— Challenge —
Lay out as a Markdown table the lines of material between the line containing "Could you point out the black chest" and the line containing "<point>384,145</point>", both included, skipping any blank lines. Use the columns Row and Line, where Row gives each line's number.

— Image point annotation entries —
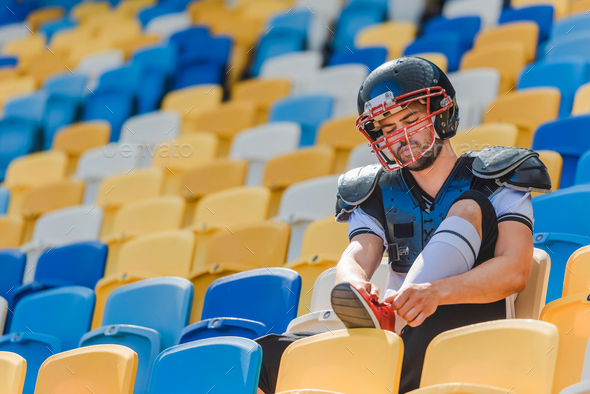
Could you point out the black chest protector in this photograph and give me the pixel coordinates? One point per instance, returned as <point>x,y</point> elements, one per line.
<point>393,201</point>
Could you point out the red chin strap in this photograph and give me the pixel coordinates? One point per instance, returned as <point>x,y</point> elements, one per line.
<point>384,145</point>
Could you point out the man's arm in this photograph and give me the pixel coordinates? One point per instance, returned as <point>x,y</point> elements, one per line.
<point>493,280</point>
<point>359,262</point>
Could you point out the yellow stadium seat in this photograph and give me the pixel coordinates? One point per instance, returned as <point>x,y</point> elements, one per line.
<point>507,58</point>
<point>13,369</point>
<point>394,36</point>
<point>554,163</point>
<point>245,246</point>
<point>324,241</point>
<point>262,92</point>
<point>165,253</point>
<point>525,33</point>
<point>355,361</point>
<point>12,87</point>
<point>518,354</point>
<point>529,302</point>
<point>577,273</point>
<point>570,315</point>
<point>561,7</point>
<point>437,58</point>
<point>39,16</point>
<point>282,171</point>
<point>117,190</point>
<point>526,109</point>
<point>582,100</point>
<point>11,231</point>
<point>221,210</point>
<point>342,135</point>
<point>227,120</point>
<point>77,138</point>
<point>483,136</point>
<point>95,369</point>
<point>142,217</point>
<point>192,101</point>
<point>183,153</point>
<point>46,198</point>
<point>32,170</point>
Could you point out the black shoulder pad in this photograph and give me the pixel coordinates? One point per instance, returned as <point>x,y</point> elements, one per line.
--
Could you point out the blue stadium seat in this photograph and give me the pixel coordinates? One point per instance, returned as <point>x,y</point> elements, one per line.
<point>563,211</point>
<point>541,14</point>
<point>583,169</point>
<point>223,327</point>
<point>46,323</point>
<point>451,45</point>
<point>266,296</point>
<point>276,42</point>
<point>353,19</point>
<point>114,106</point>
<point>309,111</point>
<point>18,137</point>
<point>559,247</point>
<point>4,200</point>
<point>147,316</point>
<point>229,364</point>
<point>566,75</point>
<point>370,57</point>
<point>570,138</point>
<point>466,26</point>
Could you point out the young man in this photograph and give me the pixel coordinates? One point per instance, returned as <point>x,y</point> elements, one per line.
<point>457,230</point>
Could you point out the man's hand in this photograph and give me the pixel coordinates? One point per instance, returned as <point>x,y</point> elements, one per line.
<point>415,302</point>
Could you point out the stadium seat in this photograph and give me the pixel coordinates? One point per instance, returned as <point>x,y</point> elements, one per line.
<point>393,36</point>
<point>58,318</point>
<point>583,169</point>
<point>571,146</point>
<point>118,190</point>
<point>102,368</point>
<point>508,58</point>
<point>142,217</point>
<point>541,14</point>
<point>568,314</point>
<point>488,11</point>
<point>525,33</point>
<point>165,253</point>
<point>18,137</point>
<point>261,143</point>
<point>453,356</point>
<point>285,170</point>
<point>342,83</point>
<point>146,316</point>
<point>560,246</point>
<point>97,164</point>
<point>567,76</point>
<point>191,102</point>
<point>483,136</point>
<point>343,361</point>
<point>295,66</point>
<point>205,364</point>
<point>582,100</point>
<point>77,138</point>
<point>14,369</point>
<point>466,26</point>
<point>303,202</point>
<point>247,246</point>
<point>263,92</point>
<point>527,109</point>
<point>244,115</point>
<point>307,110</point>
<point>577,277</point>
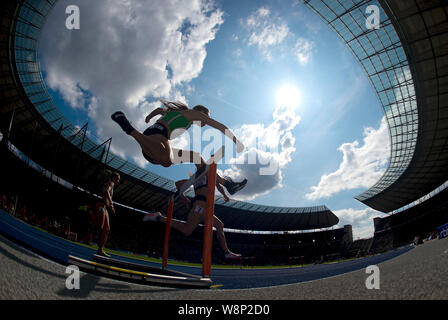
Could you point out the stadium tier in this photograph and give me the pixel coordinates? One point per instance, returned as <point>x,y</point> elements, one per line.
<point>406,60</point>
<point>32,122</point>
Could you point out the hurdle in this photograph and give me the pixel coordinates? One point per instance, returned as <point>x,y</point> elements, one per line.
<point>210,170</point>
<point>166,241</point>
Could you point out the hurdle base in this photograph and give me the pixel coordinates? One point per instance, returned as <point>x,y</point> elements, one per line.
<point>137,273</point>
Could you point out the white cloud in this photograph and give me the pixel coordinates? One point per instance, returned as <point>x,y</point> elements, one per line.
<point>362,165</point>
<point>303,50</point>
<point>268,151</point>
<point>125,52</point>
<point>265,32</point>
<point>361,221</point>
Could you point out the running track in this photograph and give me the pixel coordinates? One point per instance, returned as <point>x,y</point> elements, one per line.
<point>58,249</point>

— Complete output —
| Row | Line |
|---|---|
| 1 | Could you point out the black chest protector in this photograph and give me the pixel coordinates? One point per instance, returned as <point>x,y</point> elements, one per line. |
| 2 | <point>393,201</point> |
| 3 | Could you point out the red chin strap in this photograph and give me the pixel coordinates? One point per instance, returned as <point>x,y</point> elements, one per line. |
| 4 | <point>384,145</point> |